O entendimento é, portanto, a faculdade dos conceitos. Mas a validade de um conhecimento objectivo está determinada, antes de mais, pelos juízos sintéticos a priori que permitem fornecer um conteúdo intuitivo aos conceitos. Ora, se tais juízos são válidos na matemática e na física, perdem qualquer validade objectiva no domínio da metafísica. As categorias não podem ser aplicadas para além dos fenómenos, só possuem legitimidade se forem preenchidas pelos dados da experiência. Assim, os objectos da metafísica (a alma, o mundo e Deus), como transcendentes, não podem ser nem analisados a partir de uma intuição sensível, nem constituir condições de uma experiência possível. É na Dialéctica que Kant se ocupa da possibilidade de pensar a metafísica como ciência, bem como da natureza e funcionamento da razão. Toda a pretensão de atribuir ao homem uma alma imaterial, imortal, substancial, não possui a objectividade de um conhecimento válido, pois não se funda numa intuição sensível. Analogamente, não pode justificar-se a liberdade do homem em oposição à causalidade necessária dos fenómenos, ou o carácter limitado ou ilimitado do cosmos. Também a existência de Deus não escapa à afirmação geral da impossibilidade da metafísica como ciência. Sendo assim, à dialéctica cumpre denunciar os erros e as ilusões da metafísica especulativa. Nela nada mais se pode produzir do que conhecimentos equívocos e contraditórios, os paralogismos da psicologia racional, onde se confundem condições formais a priori do conhecimento e objectos desse conhecimento, e as antinomias da cosmologia e da teologia racionais, em que proposições mutuamente contraditórias, tese e antítese sobre o carácter finito ou infinito do universo, ou sobre a existência ou não existência de Deus, são de igual modo afirmadas pela razão, em contradição consigo mesma.

### EXERCÍCIOS PROPOSTOS
[1] De acordo com o texto sobre Kant, quais são os objectos da metafísica?
[2] Reescreva em forma de lista o parágrafo do texto sobre Kant que começa por «O entendimento é, portanto», conservando os factos principais.

### DADOS FORNECIDOS
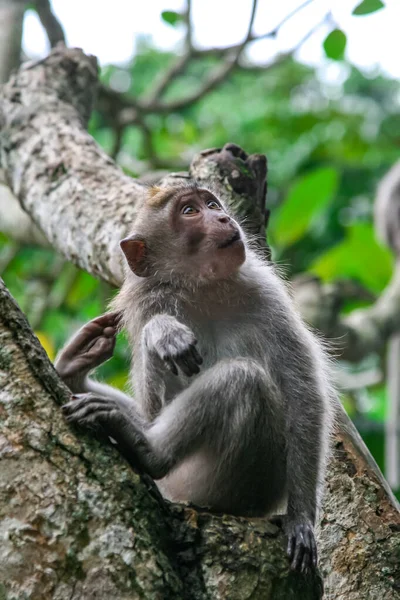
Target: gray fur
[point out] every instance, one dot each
(251, 431)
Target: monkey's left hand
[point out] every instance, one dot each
(115, 418)
(90, 347)
(92, 411)
(301, 548)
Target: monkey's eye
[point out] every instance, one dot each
(189, 210)
(213, 205)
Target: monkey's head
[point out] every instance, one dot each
(184, 231)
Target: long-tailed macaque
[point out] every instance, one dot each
(233, 404)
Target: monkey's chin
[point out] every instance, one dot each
(226, 264)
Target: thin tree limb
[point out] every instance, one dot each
(50, 23)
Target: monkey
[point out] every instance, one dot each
(233, 403)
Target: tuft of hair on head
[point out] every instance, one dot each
(158, 197)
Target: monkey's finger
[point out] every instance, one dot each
(101, 350)
(298, 552)
(111, 319)
(197, 357)
(306, 563)
(313, 547)
(191, 362)
(82, 402)
(187, 364)
(291, 546)
(100, 417)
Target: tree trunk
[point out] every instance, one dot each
(76, 522)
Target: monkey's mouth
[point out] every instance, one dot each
(229, 242)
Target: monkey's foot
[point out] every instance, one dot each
(302, 547)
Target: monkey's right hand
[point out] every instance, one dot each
(90, 347)
(174, 343)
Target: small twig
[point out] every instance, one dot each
(283, 56)
(7, 255)
(215, 51)
(51, 24)
(219, 74)
(178, 66)
(119, 134)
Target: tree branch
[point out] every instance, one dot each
(50, 23)
(84, 204)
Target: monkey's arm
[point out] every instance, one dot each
(92, 345)
(168, 340)
(307, 426)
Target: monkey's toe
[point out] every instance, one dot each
(302, 548)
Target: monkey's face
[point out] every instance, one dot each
(190, 234)
(208, 242)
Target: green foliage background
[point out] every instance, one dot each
(327, 144)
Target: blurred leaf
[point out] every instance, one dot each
(367, 7)
(171, 17)
(359, 256)
(47, 344)
(377, 403)
(306, 199)
(335, 44)
(83, 287)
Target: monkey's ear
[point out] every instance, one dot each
(135, 250)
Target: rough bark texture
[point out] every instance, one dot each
(76, 523)
(71, 505)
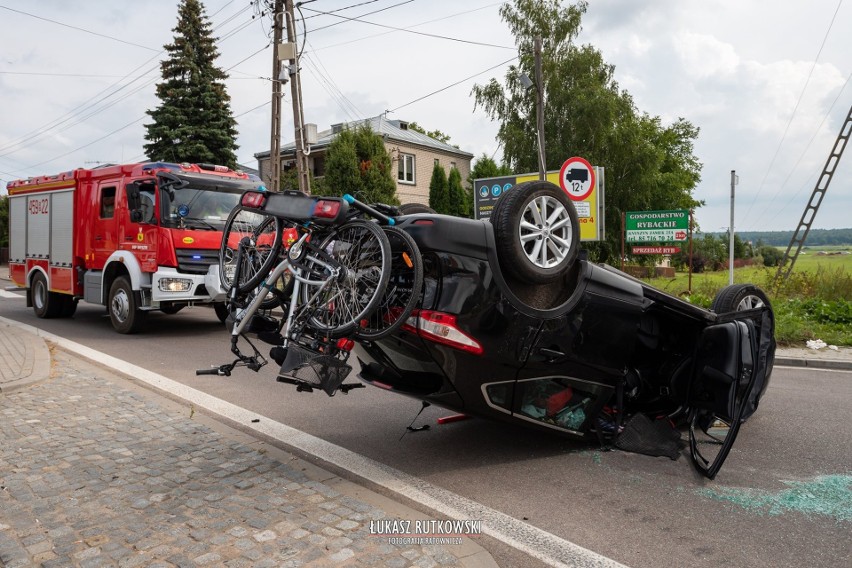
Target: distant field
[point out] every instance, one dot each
(814, 303)
(708, 283)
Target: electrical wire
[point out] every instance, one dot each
(409, 30)
(124, 41)
(409, 27)
(792, 116)
(807, 184)
(51, 126)
(452, 85)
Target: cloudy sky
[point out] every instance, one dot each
(765, 81)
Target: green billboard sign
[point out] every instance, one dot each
(656, 226)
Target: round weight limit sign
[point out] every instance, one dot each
(577, 178)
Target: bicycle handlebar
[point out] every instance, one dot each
(364, 208)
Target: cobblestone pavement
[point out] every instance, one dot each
(97, 473)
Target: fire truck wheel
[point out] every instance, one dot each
(123, 308)
(46, 304)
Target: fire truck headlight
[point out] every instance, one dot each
(175, 284)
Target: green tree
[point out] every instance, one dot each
(193, 122)
(4, 220)
(648, 165)
(455, 194)
(358, 163)
(436, 134)
(439, 192)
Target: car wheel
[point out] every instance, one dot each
(413, 208)
(536, 231)
(739, 297)
(46, 304)
(123, 308)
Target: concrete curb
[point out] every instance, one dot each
(835, 365)
(26, 357)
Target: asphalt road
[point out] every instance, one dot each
(782, 498)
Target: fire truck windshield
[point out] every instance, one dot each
(200, 201)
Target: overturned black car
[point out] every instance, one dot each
(514, 324)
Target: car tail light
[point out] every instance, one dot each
(253, 199)
(327, 209)
(441, 328)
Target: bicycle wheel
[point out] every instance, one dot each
(259, 251)
(361, 251)
(403, 290)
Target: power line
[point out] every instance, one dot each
(807, 184)
(51, 126)
(448, 38)
(795, 108)
(409, 27)
(78, 29)
(452, 85)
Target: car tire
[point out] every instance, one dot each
(534, 249)
(46, 304)
(414, 208)
(123, 307)
(738, 297)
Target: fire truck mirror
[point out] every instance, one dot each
(133, 198)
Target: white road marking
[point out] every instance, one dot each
(544, 546)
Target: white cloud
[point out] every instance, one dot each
(735, 70)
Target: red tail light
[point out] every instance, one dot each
(327, 209)
(253, 199)
(441, 328)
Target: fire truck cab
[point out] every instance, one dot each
(135, 238)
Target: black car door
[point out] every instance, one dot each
(731, 365)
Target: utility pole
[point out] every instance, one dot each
(539, 108)
(734, 181)
(298, 112)
(275, 143)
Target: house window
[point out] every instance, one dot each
(107, 202)
(406, 168)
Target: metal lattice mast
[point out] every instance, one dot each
(785, 267)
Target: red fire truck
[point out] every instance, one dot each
(135, 238)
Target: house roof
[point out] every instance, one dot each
(396, 130)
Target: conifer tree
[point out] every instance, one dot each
(439, 194)
(193, 122)
(456, 200)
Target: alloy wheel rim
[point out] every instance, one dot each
(749, 302)
(39, 294)
(121, 306)
(545, 232)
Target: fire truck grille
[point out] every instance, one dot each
(196, 261)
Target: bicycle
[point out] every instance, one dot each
(339, 266)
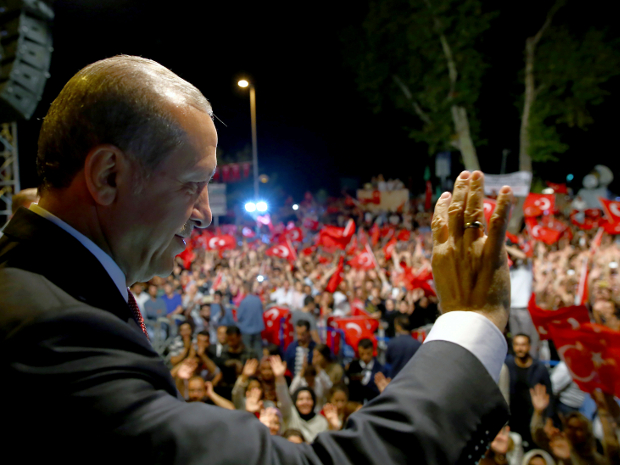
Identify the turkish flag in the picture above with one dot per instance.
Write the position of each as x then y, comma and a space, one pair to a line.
612, 209
403, 235
570, 317
537, 204
283, 250
375, 199
278, 327
489, 208
356, 328
540, 233
222, 242
310, 224
235, 172
559, 188
188, 256
592, 354
337, 277
389, 248
375, 233
333, 236
294, 234
364, 260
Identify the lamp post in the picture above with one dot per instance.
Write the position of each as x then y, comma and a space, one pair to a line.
244, 83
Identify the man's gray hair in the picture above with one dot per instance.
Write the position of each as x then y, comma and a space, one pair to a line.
124, 101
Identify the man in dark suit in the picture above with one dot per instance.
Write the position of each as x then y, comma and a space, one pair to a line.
125, 154
401, 347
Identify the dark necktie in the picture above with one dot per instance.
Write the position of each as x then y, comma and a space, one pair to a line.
133, 306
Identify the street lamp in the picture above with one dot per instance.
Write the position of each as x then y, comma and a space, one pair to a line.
244, 83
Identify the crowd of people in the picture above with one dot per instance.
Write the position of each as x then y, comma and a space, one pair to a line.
210, 313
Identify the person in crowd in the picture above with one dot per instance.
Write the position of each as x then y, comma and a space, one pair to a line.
173, 301
322, 359
525, 373
300, 350
298, 410
221, 339
294, 435
207, 369
182, 346
402, 347
360, 373
232, 360
316, 378
575, 445
569, 398
505, 449
250, 320
125, 155
271, 417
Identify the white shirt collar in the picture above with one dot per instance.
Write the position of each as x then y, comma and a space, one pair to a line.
106, 261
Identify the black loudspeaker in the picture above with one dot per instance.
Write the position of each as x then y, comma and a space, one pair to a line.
25, 55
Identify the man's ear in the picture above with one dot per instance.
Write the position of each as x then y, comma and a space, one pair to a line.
103, 165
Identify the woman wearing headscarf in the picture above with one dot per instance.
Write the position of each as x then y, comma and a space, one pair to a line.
298, 409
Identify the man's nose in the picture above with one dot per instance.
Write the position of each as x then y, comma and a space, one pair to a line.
201, 215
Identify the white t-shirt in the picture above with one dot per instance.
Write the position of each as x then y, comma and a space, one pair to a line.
520, 286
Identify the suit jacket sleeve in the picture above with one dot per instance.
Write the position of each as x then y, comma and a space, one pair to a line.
109, 392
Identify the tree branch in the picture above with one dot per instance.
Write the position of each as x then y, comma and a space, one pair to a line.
416, 107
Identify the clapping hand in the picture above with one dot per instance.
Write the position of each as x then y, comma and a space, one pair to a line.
470, 268
381, 381
277, 366
540, 398
253, 403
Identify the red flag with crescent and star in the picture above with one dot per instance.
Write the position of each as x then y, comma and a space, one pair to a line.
538, 204
592, 354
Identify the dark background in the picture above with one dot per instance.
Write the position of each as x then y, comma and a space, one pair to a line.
314, 128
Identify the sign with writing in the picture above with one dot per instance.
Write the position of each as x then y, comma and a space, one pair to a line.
519, 181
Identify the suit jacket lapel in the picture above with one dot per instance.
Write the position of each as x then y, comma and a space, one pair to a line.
35, 244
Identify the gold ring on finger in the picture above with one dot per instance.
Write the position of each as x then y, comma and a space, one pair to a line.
474, 224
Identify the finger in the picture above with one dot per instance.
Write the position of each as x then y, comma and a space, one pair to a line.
474, 211
499, 223
456, 210
440, 219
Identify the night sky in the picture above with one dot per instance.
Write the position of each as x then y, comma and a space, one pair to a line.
313, 126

### SOLUÇÕES
[1] A alma, o mundo e Deus.

[2]
- O entendimento é a faculdade dos conceitos.
- A validade do conhecimento objectivo depende dos juízos sintéticos a priori, que dão um conteúdo intuitivo aos conceitos.
- Esses juízos são válidos na matemática e na física, mas perdem a validade objectiva na metafísica.
- As categorias não se aplicam para além dos fenómenos e só são legítimas quando preenchidas pelos dados da experiência.
- Os objectos da metafísica (a alma, o mundo e Deus) são transcendentes. Não podem ser analisados a partir de uma intuição sensível nem constituir condições de uma experiência possível.
- Na Dialéctica, Kant ocupa-se da possibilidade de pensar a metafísica como ciência e da natureza e funcionamento da razão.
- Não se fundam numa intuição sensível, e por isso não têm a objectividade de um conhecimento válido:
  - a alma imaterial, imortal e substancial;
  - a liberdade do homem em oposição à causalidade necessária dos fenómenos;
  - o carácter limitado ou ilimitado do cosmos;
  - a existência de Deus.
- Cabe à dialéctica denunciar os erros e as ilusões da metafísica especulativa, que só produz conhecimentos equívocos e contraditórios:
  - os paralogismos da psicologia racional, que confundem as condições formais a priori do conhecimento com os objectos desse conhecimento;
  - as antinomias da cosmologia e da teologia racionais, em que a razão, em contradição consigo mesma, afirma de igual modo tese e antítese (universo finito ou infinito; existência ou não existência de Deus).